Objetivo declarado A
Reescriba como lista numerada, omitiendo las líneas en blanco, las filas que van desde la línea con "Locate every instance of the harness" hasta el final de las filas, ambas incluidas.

----------------------------------------

La discusión que suscitó esta hipótesis condujo a reflexionar sobre la entropía, la segunda ley de la termodinámica, que en esencia expresa la inexorable tendencia de todo sistema natural hacia su desorganización y deterioro. Soy consciente de lo polémica que resulta la introducción del término desorganización en esta escueta definición de entropía, el más difícil de los conceptos físicos. Para conciliar, se ha propuesto sustituir desorden por incertidumbre: “un sistema desordenado resulta en una gran incertidumbre”.

El poeta y dramaturgo inglés Tom Stoppard, en “Arcadia”, su obra de 1993 define la entropía en los siguientes términos: “El calor va al frío. Es una calle de un solo sentido. Tu té acabará a temperatura ambiente. Lo que le sucede a tu té le está ocurriendo a todo en todas partes. El sol y las estrellas. Tardará un tiempo, pero todos acabaremos a temperatura ambiente”. Con esta definición, para mi gusto la que más me satisface, se muestra cómo la poesía acude en ayuda de la ciencia.

Para empezar por el principio, el sol, origen de la vida en nuestro planeta, es un sistema energético que, mediante la fusión nuclear, en la que el hidrógeno y dos núcleos de átomos ligeros; el deuterio y el tritio, isótopos del hidrógeno, se unen para formar otro núcleo más pesado, generando energía. La vida es también un sistema energético, que mediante el metabolismo celular convierte los nutrientes en energía. Negar la entropía en la vida es como negar la ley de la gravedad en nuestro sistema solar.

El envejecimiento y la muerte hacen parte del inexorable proceso natural, que rige para todas las especies vivas que han surgido en la historia geológica de nuestro planeta, como lo demuestran la paleontología y la palinología. El hombre, un organismo más en el proceso evolutivo, no podría ser la excepción a esta ley. ¡Somos Naturaleza, aunque nos creamos el sumun de la Creación!

La imposibilidad de detener el envejecimiento nos lo confirma en su ilustrada intervención en la referida tertulia la genetista cubano-mejicana Norma de León, cuando describe la senectud como asociada a la acumulación de daños generados por el desgaste de las funciones de la célula, y concluye que desde el punto de vista bioético la inmortalidad es una quimera.

Ni la vejez ni la muerte por causas naturales pueden ser consideradas como una tragedia para una vida que se ha ceñido a las leyes de la Naturaleza, vale decir dentro del respecto y cooperación con sus congéneres y demás organismos vivos.

Ahora quiero referirme a las visiones sobre la vejez del filósofo romano Marco Tulio Cicerón (Siglo I a. C) y de nuestro contemporáneo, el filósofo y politólogo italiano Norberto Bobbio.

En su celebre libro “Cato maior de senectute liber” (Conocido popularmente como Diálogos sobre la Vejez), Cicerón afirma que la etapa final de la vida del hombre

conlleva una incitación a vivirla, y a hacerse consciente de sus muchas posibilidades y ventajas. No es precisamente una visión pesimista, quejumbrosa, ni realista a ultranza, sino más bien optimista y animadora. En su célebre citado libro, Cicerón expone los cuatro reproches que suelen esgrimirse contra la vejez: 1) aparta de la vida activa, 2) debilita el cuerpo, 3) priva o aleja de casi todos los placeres y 4) es el umbral de la muerte. Y son estos posibles reproches los que, vía un diálogo entre el orador Catón y dos jóvenes, el filósofo romano examina en detalle, intentando anularlos con sus argumentos y ejemplos.

----------------------------------------

Objetivo declarado B
Según el fragmento de lectura sobre la entropía y la vejez, ¿de qué año es la obra "Arcadia" de Tom Stoppard?

----------------------------------------

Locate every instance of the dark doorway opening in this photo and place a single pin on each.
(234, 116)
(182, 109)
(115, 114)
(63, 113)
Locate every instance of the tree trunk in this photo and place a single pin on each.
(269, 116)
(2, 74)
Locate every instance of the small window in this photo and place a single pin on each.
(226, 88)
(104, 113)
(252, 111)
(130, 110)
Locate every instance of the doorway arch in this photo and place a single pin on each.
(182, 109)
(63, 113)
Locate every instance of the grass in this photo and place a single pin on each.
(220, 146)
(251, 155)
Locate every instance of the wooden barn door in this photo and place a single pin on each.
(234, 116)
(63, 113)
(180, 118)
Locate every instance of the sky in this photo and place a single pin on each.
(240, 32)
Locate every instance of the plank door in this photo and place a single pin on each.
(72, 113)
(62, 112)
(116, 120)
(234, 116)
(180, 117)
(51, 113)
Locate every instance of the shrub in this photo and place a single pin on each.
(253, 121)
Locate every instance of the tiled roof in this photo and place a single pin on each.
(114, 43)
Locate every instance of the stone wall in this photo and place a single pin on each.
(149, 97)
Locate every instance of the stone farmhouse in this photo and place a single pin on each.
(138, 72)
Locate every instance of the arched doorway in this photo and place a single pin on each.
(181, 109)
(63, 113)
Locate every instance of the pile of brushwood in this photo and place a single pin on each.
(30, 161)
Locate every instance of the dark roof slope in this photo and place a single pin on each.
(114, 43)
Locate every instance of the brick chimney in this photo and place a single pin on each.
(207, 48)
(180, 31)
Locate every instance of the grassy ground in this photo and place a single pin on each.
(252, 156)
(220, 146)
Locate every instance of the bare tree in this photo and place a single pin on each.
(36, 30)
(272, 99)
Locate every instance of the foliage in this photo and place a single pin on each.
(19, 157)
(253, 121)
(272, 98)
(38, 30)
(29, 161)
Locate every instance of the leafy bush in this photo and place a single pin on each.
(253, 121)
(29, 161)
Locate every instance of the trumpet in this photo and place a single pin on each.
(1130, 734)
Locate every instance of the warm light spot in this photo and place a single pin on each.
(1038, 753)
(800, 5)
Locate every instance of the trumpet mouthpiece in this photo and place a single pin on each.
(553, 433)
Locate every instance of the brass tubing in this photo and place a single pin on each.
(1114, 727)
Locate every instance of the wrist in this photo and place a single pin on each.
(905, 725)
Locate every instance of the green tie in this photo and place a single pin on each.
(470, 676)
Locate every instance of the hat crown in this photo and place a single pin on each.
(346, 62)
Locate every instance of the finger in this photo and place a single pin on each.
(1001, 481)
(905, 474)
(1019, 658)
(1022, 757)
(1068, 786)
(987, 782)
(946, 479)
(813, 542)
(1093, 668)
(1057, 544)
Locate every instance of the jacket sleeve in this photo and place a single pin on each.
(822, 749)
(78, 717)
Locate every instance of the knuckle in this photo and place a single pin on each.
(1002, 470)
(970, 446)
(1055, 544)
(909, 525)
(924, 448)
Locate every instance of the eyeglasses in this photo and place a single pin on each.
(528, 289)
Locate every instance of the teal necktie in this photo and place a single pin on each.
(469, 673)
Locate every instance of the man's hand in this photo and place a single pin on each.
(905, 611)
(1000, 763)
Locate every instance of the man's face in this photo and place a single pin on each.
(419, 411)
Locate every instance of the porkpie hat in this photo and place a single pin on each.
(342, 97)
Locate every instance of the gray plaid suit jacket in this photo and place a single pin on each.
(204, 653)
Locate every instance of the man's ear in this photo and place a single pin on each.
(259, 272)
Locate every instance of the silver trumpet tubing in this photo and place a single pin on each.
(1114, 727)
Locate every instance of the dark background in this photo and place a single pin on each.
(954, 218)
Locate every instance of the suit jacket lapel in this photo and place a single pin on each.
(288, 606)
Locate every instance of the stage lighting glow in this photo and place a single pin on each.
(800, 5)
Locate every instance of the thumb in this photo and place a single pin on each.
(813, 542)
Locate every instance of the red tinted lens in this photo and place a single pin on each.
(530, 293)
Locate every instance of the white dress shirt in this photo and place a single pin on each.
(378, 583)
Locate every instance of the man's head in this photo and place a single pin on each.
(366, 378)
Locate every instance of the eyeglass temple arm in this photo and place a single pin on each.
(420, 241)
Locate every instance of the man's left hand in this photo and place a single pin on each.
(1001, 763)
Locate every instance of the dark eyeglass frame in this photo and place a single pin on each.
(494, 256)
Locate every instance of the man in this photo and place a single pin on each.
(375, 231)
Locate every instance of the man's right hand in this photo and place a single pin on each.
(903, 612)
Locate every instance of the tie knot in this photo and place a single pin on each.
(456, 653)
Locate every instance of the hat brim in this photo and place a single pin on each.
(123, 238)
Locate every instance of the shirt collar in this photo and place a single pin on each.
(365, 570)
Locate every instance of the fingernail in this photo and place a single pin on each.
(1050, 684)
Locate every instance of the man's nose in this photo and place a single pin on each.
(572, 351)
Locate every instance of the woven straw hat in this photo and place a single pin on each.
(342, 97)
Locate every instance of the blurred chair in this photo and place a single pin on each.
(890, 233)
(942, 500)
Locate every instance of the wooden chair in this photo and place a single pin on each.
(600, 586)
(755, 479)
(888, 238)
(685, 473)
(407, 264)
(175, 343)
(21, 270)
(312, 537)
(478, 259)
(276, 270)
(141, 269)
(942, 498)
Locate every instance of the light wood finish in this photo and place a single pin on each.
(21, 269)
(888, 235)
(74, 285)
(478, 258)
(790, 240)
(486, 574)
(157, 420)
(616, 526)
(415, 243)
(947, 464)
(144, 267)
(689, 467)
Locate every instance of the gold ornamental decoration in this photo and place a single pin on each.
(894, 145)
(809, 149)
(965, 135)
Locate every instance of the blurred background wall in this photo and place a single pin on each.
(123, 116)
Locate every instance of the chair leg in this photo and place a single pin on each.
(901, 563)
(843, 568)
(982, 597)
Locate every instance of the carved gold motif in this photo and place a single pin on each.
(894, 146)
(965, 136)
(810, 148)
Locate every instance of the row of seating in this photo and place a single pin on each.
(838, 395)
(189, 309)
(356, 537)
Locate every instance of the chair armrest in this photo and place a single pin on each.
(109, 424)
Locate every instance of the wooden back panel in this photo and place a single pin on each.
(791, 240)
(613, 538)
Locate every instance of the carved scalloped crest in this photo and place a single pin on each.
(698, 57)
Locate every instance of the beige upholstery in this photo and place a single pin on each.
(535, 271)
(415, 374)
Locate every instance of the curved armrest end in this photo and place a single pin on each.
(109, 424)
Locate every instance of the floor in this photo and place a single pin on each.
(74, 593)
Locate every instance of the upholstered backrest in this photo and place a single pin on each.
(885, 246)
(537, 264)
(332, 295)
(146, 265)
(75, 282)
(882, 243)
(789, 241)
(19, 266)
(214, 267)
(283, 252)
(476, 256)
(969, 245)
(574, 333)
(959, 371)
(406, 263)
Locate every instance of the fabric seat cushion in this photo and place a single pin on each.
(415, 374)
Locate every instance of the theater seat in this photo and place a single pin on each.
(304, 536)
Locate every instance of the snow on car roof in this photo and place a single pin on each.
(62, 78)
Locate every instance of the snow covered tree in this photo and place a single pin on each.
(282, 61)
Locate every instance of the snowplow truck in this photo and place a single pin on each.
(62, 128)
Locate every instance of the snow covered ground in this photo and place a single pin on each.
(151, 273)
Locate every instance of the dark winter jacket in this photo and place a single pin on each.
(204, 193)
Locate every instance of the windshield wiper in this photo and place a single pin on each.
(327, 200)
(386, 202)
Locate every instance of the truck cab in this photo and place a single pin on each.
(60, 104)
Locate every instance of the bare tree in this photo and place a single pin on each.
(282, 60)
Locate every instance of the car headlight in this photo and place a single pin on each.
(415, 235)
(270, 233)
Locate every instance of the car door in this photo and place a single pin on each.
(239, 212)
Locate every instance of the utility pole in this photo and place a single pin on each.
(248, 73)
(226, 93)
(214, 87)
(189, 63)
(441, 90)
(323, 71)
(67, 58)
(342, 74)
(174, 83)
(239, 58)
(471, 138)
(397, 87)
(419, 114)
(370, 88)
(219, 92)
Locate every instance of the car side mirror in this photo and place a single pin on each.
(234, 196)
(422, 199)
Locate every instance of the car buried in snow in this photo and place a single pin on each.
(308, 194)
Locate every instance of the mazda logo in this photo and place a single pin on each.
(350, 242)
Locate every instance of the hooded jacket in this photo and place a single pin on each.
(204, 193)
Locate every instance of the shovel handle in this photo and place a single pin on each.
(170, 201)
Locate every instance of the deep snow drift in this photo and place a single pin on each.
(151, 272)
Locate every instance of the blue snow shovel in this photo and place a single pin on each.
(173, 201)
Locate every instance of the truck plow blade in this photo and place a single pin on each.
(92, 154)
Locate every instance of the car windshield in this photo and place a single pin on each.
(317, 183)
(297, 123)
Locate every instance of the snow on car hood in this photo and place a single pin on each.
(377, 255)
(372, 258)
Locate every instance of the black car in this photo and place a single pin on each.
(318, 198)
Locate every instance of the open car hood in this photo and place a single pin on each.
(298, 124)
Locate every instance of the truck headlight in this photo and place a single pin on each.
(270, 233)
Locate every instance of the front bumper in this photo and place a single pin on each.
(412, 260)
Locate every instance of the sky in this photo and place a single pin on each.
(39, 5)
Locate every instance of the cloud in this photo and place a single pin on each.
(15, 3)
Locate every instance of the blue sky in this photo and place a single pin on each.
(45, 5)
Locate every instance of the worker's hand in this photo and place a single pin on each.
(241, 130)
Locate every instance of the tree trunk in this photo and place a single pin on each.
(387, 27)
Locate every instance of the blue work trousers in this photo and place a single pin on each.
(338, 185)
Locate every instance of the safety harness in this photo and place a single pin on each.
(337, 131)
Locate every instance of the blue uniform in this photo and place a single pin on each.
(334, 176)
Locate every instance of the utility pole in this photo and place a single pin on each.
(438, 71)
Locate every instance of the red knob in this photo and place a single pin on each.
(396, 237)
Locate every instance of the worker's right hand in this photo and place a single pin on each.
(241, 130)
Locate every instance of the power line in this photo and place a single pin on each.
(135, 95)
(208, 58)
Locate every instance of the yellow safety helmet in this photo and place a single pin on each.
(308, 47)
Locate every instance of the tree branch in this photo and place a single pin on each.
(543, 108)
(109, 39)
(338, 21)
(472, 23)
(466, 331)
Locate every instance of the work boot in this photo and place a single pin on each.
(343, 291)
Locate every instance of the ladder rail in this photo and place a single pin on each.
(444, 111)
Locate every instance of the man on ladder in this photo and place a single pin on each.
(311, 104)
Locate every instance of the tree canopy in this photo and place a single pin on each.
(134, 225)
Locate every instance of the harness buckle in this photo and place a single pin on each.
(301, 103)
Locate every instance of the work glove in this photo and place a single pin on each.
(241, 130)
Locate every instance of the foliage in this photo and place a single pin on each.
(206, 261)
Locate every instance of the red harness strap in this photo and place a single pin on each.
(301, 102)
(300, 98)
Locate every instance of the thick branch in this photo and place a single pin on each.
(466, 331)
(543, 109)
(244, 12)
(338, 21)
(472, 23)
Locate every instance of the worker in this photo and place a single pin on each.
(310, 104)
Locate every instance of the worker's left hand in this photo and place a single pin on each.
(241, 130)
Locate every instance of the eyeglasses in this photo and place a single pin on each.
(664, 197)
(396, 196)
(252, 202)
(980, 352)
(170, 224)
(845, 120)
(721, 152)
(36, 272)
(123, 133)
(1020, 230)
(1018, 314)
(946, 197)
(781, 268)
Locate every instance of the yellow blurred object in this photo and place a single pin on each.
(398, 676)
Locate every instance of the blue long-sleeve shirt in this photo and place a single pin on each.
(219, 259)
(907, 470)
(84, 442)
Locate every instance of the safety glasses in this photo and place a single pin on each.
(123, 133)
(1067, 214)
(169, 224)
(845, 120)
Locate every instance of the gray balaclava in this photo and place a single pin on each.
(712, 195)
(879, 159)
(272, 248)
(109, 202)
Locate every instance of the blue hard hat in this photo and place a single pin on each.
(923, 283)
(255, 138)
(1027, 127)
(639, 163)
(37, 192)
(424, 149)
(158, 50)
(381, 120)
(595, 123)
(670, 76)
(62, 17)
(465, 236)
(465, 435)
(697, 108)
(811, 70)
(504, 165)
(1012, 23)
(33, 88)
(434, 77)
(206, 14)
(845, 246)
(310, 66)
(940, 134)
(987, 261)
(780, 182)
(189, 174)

----------------------------------------

Resultado esperado A
1. Locate every instance of the harness buckle in this photo and place a single pin on each.
2. (301, 103)
3. Locate every instance of the work glove in this photo and place a single pin on each.
4. (241, 130)
5. Locate every instance of the foliage in this photo and place a single pin on each.
6. (206, 261)
7. Locate every instance of the red harness strap in this photo and place a single pin on each.
8. (301, 102)
9. (300, 98)
10. Locate every instance of the thick branch in this photo and place a single pin on each.
11. (466, 331)
12. (543, 109)
13. (244, 12)
14. (338, 21)
15. (472, 23)
16. Locate every instance of the worker in this photo and place a single pin on each.
17. (310, 104)
18. Locate every instance of the worker's left hand in this photo and place a single pin on each.
19. (241, 130)
20. Locate every instance of the eyeglasses in this photo and place a single pin on each.
21. (664, 197)
22. (396, 196)
23. (252, 202)
24. (980, 352)
25. (170, 224)
26. (845, 120)
27. (721, 152)
28. (36, 272)
29. (123, 133)
30. (1020, 230)
31. (1018, 314)
32. (946, 197)
33. (781, 268)
34. Locate every instance of the yellow blurred object in this photo and place a single pin on each.
35. (398, 676)
36. Locate every instance of the blue long-sleeve shirt in this photo and place a single pin on each.
37. (219, 259)
38. (907, 470)
39. (84, 442)
40. Locate every instance of the safety glasses in this photo and place a single pin on each.
41. (123, 133)
42. (1067, 214)
43. (169, 224)
44. (845, 120)
45. Locate every instance of the gray balaclava in this photo and place a single pin on each.
46. (712, 195)
47. (879, 159)
48. (272, 248)
49. (109, 202)
50. Locate every instance of the blue hard hat in this photo and place a single pin on each.
51. (923, 283)
52. (255, 138)
53. (1027, 127)
54. (639, 163)
55. (37, 192)
56. (424, 149)
57. (158, 50)
58. (381, 120)
59. (595, 123)
60. (670, 76)
61. (62, 17)
62. (465, 236)
63. (465, 435)
64. (697, 108)
65. (811, 70)
66. (504, 165)
67. (1012, 23)
68. (33, 88)
69. (434, 77)
70. (206, 14)
71. (845, 246)
72. (310, 66)
73. (940, 134)
74. (987, 261)
75. (780, 182)
76. (189, 174)

Resultado esperado B
Es de 1993.